[EXERCISE MATERIAL]

■ ■ ■

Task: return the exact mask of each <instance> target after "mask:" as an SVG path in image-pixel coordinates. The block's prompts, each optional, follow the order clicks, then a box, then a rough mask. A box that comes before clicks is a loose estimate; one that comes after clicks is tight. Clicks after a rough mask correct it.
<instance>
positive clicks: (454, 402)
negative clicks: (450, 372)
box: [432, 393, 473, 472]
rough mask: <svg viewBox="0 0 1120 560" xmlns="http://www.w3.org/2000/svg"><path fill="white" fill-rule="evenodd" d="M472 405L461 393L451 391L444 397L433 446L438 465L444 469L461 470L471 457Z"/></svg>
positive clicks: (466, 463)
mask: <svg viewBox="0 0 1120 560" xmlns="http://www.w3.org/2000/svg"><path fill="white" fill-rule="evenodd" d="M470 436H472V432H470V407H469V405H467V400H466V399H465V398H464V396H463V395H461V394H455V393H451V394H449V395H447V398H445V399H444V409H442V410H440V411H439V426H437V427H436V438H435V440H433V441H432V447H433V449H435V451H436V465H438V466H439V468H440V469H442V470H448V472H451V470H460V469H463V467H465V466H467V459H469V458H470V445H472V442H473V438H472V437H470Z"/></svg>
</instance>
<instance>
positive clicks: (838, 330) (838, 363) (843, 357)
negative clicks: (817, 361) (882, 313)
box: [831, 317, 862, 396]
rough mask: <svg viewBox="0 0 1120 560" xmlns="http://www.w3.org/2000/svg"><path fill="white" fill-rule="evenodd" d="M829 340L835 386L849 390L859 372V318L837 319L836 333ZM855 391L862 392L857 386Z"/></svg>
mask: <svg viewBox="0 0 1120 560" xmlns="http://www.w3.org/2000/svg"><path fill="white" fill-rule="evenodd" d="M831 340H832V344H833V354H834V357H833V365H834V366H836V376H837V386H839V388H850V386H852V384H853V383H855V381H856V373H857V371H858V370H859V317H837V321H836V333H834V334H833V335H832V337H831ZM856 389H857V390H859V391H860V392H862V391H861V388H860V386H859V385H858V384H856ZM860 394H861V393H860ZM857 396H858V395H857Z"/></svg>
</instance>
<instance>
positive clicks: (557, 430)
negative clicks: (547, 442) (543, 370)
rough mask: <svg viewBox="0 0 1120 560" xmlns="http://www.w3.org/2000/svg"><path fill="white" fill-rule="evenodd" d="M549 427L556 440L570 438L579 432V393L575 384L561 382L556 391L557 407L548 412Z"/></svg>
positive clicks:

■ ■ ■

[TASK DESCRIPTION]
Could you restate, word for word, every line from the one containing "negative clicks: (547, 442) (543, 370)" through the last line of the records above, and nothing more?

[OUTPUT FOR THIS EXERCISE]
negative clicks: (547, 442) (543, 370)
rough mask: <svg viewBox="0 0 1120 560" xmlns="http://www.w3.org/2000/svg"><path fill="white" fill-rule="evenodd" d="M549 427L556 440L570 438L579 432V393L575 384L561 382L556 391L557 407L548 412Z"/></svg>
positive clicks:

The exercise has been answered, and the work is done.